**Assigned task**.
Give back the whole listing word for word and skip each picture.

**Dataset records**.

==*==

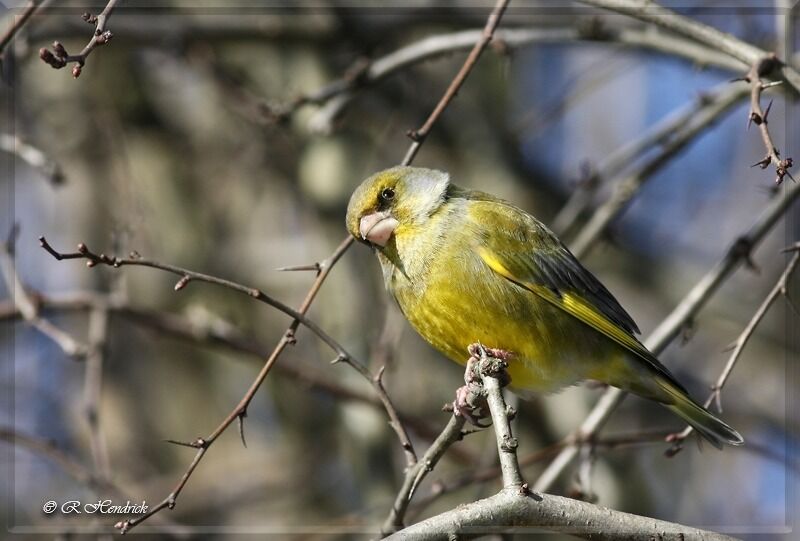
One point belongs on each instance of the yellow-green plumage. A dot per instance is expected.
(466, 267)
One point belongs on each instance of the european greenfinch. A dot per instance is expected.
(468, 268)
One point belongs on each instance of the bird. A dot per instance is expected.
(466, 267)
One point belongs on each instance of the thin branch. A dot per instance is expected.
(757, 116)
(203, 444)
(337, 95)
(17, 24)
(59, 57)
(415, 475)
(739, 251)
(93, 259)
(494, 378)
(240, 411)
(215, 333)
(653, 13)
(52, 452)
(615, 163)
(71, 347)
(520, 512)
(418, 136)
(779, 290)
(716, 105)
(33, 156)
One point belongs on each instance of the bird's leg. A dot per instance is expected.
(470, 401)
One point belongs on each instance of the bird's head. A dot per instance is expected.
(394, 202)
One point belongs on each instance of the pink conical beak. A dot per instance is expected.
(377, 227)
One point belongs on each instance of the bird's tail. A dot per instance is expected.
(708, 426)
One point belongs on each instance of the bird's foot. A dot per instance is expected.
(470, 401)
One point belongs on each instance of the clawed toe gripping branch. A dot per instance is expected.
(485, 377)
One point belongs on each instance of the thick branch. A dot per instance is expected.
(512, 510)
(738, 252)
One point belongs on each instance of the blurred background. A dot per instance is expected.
(182, 140)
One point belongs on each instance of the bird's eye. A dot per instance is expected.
(387, 194)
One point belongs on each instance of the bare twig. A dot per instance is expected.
(493, 377)
(414, 475)
(653, 13)
(629, 186)
(760, 69)
(659, 135)
(779, 290)
(33, 156)
(528, 512)
(186, 276)
(71, 347)
(337, 95)
(19, 22)
(59, 57)
(418, 136)
(738, 252)
(240, 411)
(214, 333)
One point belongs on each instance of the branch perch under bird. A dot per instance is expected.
(760, 69)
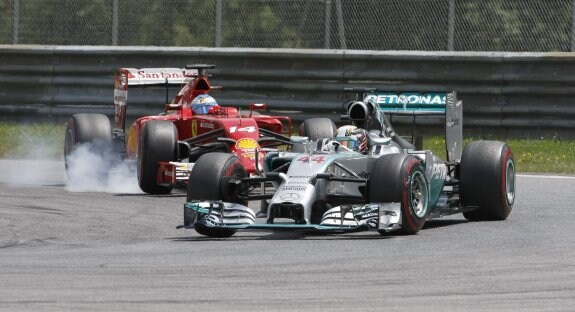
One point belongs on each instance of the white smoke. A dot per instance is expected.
(91, 169)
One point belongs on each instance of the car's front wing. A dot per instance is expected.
(341, 219)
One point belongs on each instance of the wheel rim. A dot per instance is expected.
(418, 194)
(510, 182)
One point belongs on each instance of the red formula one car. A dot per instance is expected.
(164, 147)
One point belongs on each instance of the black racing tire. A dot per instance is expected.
(92, 129)
(207, 182)
(314, 129)
(401, 178)
(487, 180)
(158, 142)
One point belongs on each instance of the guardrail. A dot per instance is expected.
(515, 94)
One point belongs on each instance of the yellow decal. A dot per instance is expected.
(246, 143)
(194, 128)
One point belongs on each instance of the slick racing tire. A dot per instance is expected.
(95, 132)
(314, 129)
(487, 180)
(400, 178)
(158, 142)
(208, 182)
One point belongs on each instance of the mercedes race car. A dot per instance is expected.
(164, 147)
(331, 186)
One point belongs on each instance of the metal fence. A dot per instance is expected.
(508, 93)
(426, 25)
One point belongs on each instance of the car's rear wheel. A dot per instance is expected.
(400, 178)
(158, 142)
(208, 181)
(94, 131)
(314, 129)
(487, 180)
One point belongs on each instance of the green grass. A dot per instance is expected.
(46, 141)
(531, 155)
(32, 140)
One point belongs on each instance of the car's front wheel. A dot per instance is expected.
(209, 181)
(487, 180)
(400, 178)
(158, 142)
(95, 133)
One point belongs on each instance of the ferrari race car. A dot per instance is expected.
(333, 187)
(163, 148)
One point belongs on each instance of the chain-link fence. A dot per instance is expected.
(430, 25)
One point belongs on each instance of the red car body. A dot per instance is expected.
(244, 135)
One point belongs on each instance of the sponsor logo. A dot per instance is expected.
(247, 143)
(290, 197)
(407, 98)
(438, 172)
(120, 97)
(207, 125)
(293, 188)
(142, 74)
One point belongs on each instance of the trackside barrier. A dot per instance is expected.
(515, 94)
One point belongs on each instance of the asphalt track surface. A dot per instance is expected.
(97, 251)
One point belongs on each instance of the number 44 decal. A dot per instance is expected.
(317, 159)
(244, 129)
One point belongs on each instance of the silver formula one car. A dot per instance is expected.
(326, 184)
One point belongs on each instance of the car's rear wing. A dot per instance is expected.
(144, 77)
(419, 104)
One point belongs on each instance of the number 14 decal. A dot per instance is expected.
(317, 159)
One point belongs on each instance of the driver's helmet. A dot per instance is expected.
(352, 137)
(203, 103)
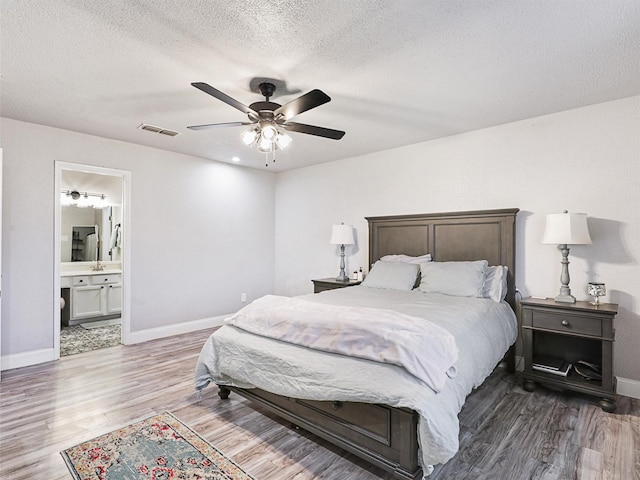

==*==

**Response to this task**.
One point belongs on each instance of the yellow-green plumage. A dot per instance is expected.
(466, 267)
One point belongs on each instance of the european greenfinch. A dot per instance is expected.
(468, 268)
One point belongs on each instance of the bird. A dot per instance is expected.
(466, 267)
One point belongs on each instance of the thin branch. A dot per instance is expected.
(757, 116)
(203, 444)
(337, 95)
(17, 24)
(59, 57)
(415, 475)
(739, 251)
(93, 259)
(494, 378)
(240, 411)
(215, 333)
(653, 13)
(52, 452)
(615, 163)
(71, 347)
(520, 512)
(418, 136)
(779, 290)
(716, 105)
(33, 156)
One point belongs on each instance of the bird's leg. A dot per instance is expected.
(470, 401)
One point belongs on each instance of the bird's head. A dot per instance is expected.
(394, 202)
One point belongs on each instance of the pink conical beak. A dot per instance is expected.
(377, 227)
One point belongs on each instance of the bird's tail. A dot per instance is expected.
(708, 426)
One point belongs on each instance of the bird's foot. A dot per instance is expected.
(470, 401)
One point belongs on each instance of the clawed toe gripping branch. A dot per instance is expected.
(485, 377)
One point belongs on each instance of the thick branch. A dot per instance is expected.
(512, 510)
(738, 252)
One point belongs on each instance of the blurred background. A dot per instance is expected.
(182, 140)
One point belongs on each instance of the bird's eye. A dot per instance is expected.
(387, 194)
One point belongs on each instance of the bare twig. A dot per instance is expected.
(493, 377)
(414, 475)
(653, 13)
(629, 186)
(760, 69)
(659, 135)
(779, 290)
(33, 156)
(528, 512)
(186, 276)
(71, 347)
(337, 95)
(19, 22)
(59, 57)
(418, 136)
(738, 252)
(240, 411)
(214, 333)
One point belongs on each instance of the branch perch under bird. A dot per instance is expected.
(760, 69)
One point belongs on each instance of the white smoke. A dot per instance is expected.
(91, 169)
One point belongs on each instance of the car's front wing. A dot per instance is expected.
(341, 219)
One point belongs on each instance of the wheel rim. A dot per instance is expected.
(418, 194)
(510, 182)
One point belongs on each instance of the red formula one car. A dot per instance is expected.
(164, 147)
One point belongs on each instance of the black racing tire. A dot per instance is expected.
(92, 129)
(207, 182)
(314, 129)
(401, 178)
(487, 180)
(158, 142)
One point belongs on each instance of the guardrail. A dot per instance is expected.
(515, 94)
One point belongs on each instance of the yellow decal. A dot per instance is expected.
(246, 143)
(194, 128)
One point belongs on each instance of the slick racing tire. A dot per instance is expected.
(95, 132)
(314, 129)
(487, 180)
(400, 178)
(158, 142)
(208, 182)
One point belongs on each instance of the mercedes race car. A dot per instance is expected.
(164, 147)
(331, 186)
One point belongs on each instance of the metal fence. A dot per instance is expected.
(508, 93)
(426, 25)
One point belongs on each instance of the car's rear wheel. A dot per instance is expected.
(400, 178)
(158, 142)
(208, 181)
(94, 131)
(314, 129)
(487, 180)
One point belongs on each instance of the green grass. A dot per instance is expected.
(46, 141)
(531, 155)
(32, 140)
One point belongs on each instance of the car's front wheel. A dot per instance is expected.
(209, 181)
(487, 180)
(400, 178)
(158, 142)
(95, 133)
One point belongs on each instance of the ferrari race car. A dot per instance is expected.
(333, 187)
(163, 148)
One point belongs on each instance of the chain-link fence. A dot per instance is expected.
(430, 25)
One point belongs on each instance of the red car body. A dot per instance is expected.
(244, 135)
One point belongs on each instance of the sponsor logo. A dot per instance is expected.
(247, 143)
(290, 197)
(407, 98)
(438, 172)
(120, 97)
(207, 125)
(293, 188)
(142, 74)
One point belongs on each instance of the trackside barrier. A dot per instance is expected.
(515, 94)
One point belongs on each instance of the asphalt track surface. A dot per instance is expected.
(97, 251)
One point belongs on each instance of the number 44 decal. A dot per instance is expected.
(317, 159)
(244, 129)
One point belongs on each instance of the silver formula one car. A dot per instance is expected.
(326, 184)
One point belongs on each instance of the car's rear wing. A dot per instance is expected.
(144, 77)
(419, 104)
One point belongs on each instance of the number 14 decal. A dot per instance is expected.
(317, 159)
One point belongs on each instance of the driver's helmet. A dot per instance is expected.
(352, 137)
(203, 103)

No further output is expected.